The Quantum Revolution: Handcrafted in New Haven
A science and art exhibition on quantum devices
This is a tale of New Haven, one that fits into the astonishing array of makers, thinkers, inventors, and workers who have come before in the Elm City.
In the late 1990s, in the laboratories of the Becton Center at Yale University, overlooking the Grove Street Cemetery, a small revolution started! Experimentalists and theorists began to focus their attention on quantum mechanics (a fundamental theory in physics that provides a description of the physical properties of nature at the scale of atoms and subatomic particles), leveraging its properties to build a new type of computer that could, in theory, outperform any of our current modern computers.
After a decade of hard work and several technological breakthroughs, Yale researchers developed an entire new field of research (circuit quantum electrodynamics or cQED), invented a new type of circuits that behave like atoms, called superconducting qubits (quantum bits), and in 2009, ran the world’s first demonstration of two-qubit algorithms with a superconducting quantum processor inside a dilution refrigerator called Badger.
We hope to show you what an incredible set of achievements this is. Scattered around the room are cavities, qubits, and substrates (the nuts and bolts of quantum architecture), all invented and handcrafted in New Haven by a generation of researchers. The handcrafted nature of each device gives individual fridges a unique look, function, and characteristics, which prompted Yale Quantum Institute Artist-in-Residence Martha Willette Lewis to create “fridge” portraits of these chilly mechanisms. For over 20 years, researchers in New Haven have built strong, meaningful relationships with their machines. Each fridge has a unique look, name, function, and story that we invite you to discover here.
We are today at the very early stages of quantum computing, at the juncture when a superconducting quantum device (the early prototypes of quantum computers) takes up a whole room, and yet is barely capable of an infinitesimal fraction of the computational power of your smartphone. Globally, scientists are building unique machines in their laboratories to try to make sense of a complex and intriguing paradigm of the quantum regime. All of the devices you see here were invented in New Haven and have been widely adopted globally by academic groups and tech giants like Google, IBM, and Intel, who are racing to commercialize the first functioning quantum computer capable of outperforming a classical computer.
Since history is written by the winners, we want to capture this moment in time, when quantum computer prototypes were handcrafted in New Haven, before the commercialization of quantum computers rewrites this history.
What Is a Quantum Computer?
A Quantum computer is a radically new type of computer that harnesses the extraordinary and newly discovered power of quantum systems to store, process and communicate information.
Classical computing stores information in bits represented by a discrete number of possible states (0 or 1). In a quantum computer, the information is stored in quantum bits or qubits that can be in an infinite number of possible states.
Very complex problems, almost impossible to solve with ordinary computers, could be solved exponentially faster by harvesting the full computational power of quantum computers. Possible applications could improve cybersecurity, develop better drugs, optimize complex systems like airline scheduling or improve modeling for weather forecasting.

* [Challenges]
1 > In the passage of the quantum exhibition text running from "The Quantum Revolution: Handcrafted" through "current modern computers.", rename "Elm City" to "city of New Haven" and write the passage out again.
2 > Carry the quantum exhibition text on from its final sentence.
The material has no role here.

* [Given records]
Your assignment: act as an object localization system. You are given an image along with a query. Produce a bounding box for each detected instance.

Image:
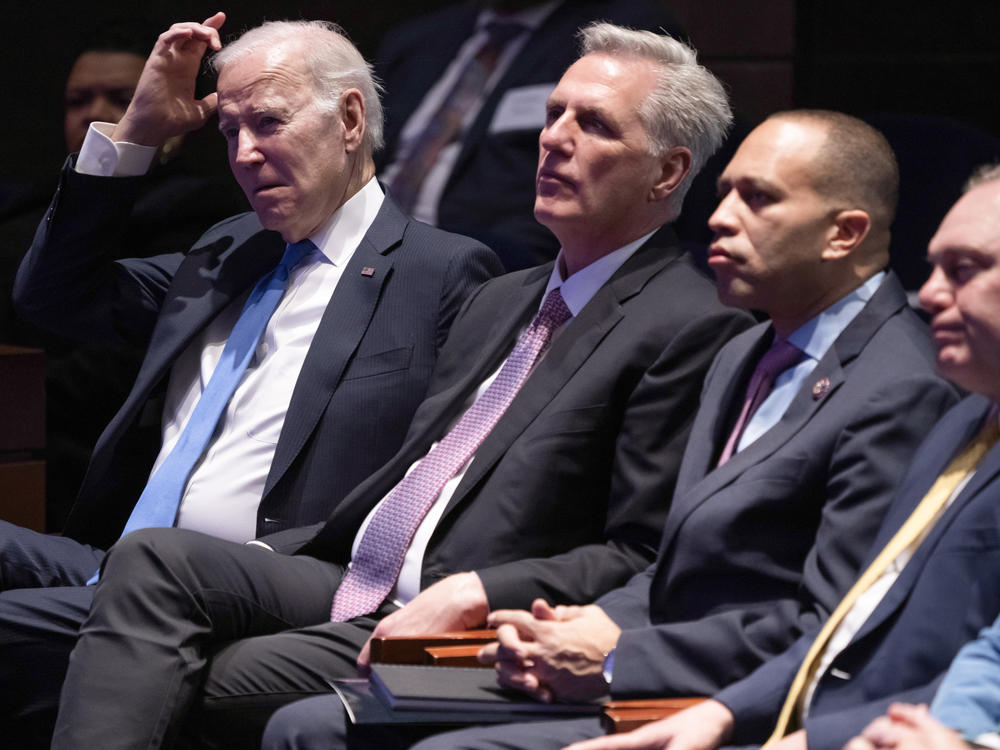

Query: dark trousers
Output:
[14,529,388,749]
[0,521,104,748]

* [Results by task]
1 >
The Quantum Revolution: Handcrafted in New Haven
A science and art exhibition on quantum devices
This is a tale of New Haven, one that fits into the astonishing array of makers, thinkers, inventors, and workers who have come before in the city of New Haven.
In the late 1990s, in the laboratories of the Becton Center at Yale University, overlooking the Grove Street Cemetery, a small revolution started! Experimentalists and theorists began to focus their attention on quantum mechanics (a fundamental theory in physics that provides a description of the physical properties of nature at the scale of atoms and subatomic particles), leveraging its properties to build a new type of computer that could, in theory, outperform any of our current modern computers.

2 >
Artists at YQI
In 2017, Florian Carle, Manager of the Yale Quantum Institute, created an Artist-in-Residence program. This innovative project brings talented artists into the research laboratories to produce artworks in collaboration with quantum physicists. By exploring art as a medium and leveraging the intersectionality of science and the humanities, the program seeks to increase public understanding and discourse about quantum physics through the perspectives of the collaborative artists. In building this program, the emphasis was placed on connecting specialists from disparate fields for conversation, ideas and expertise. Our aim is to create something truly unique and inspiring for the next generation, and to push the boundaries of our collective knowledge through these interactions.
Martha Willette Lewis, a New Haven-based visual artist, was the inaugural artist to join the Institute. The notebooks and drawings on view in the exhibition document her time in the laboratories and her close collaboration with researchers at the Yale Quantum Institute since she began in 2017.
Thrilling. I get giddy when I think about going into the lab to visit the devices. The mysterious, cantankerous, beautiful fridges. Labors of love and sweat. It’s an exotic situation for me to be in- rooms full of shiny instruments, working away, packed with tiny experiment boxes nestled into their complex bellies, each one with its own preferences, quirks, history, and narrative. This is going away. At least in its current iteration. What I am attracted to here, now, is on the way out, fast. Blink. Gone.
Quantum Research in New Haven
Yale's exploration of quantum computing is first and foremost about basic science, about just exploring the mysteries of the universe.
There's been a second quantum revolution over the last 20 years in which we've not changed the theory, but come to understand its bizarre implications, and in particular its implications for processing information in a completely new way that we had not appreciated before.
Since 1998, Yale has assembled a great team of theoreticians and experimentalists (now one of the largest academic quantum computing groups in the world), bringing together different areas of physics, chemistry, engineering, and materials science to explore how Mother Nature works.
It may well be possible to build large scale quantum computers in the future. This exhibition invites you to discover the steps taken in New Haven in the last 20 years to make this happen.
Grown in the laboratories
“Don’t step here, there’s broken glass everywhere!” cried Rob Schoelkopf. Broom in hand, he tried to sweep the shards off the floor. He worked fast, worried someone might get hurt. On the fourth floor of a Brutalist building overlooking the Grove Street Cemetery on Prospect Street, this glass-strewn space was about to be the stage of a technological breakthrough. However, in 1998, it was still unknown how successful this endeavor would be, and accidents were happening. It was an unpredictable, volatile moment in the lab.
At the time, Rob was at the beginning of his career. Having worked briefly as a Cryogenic Engineer at NASA Goddard Space Flight Center after earning a PhD from Caltech, he was appointed first as a Postdoctoral Associate in Dan Prober's group and then as an Assistant Professor in the Yale Department of Applied Physics and was sharing the laboratory space with the low-temperature physics laboratories. The shattered glass was the result of an explosion by Stanley Mroczkowski’s homemade high-pressure chamber, used to grow sapphire crystals such as the pink one on display in this exhibition.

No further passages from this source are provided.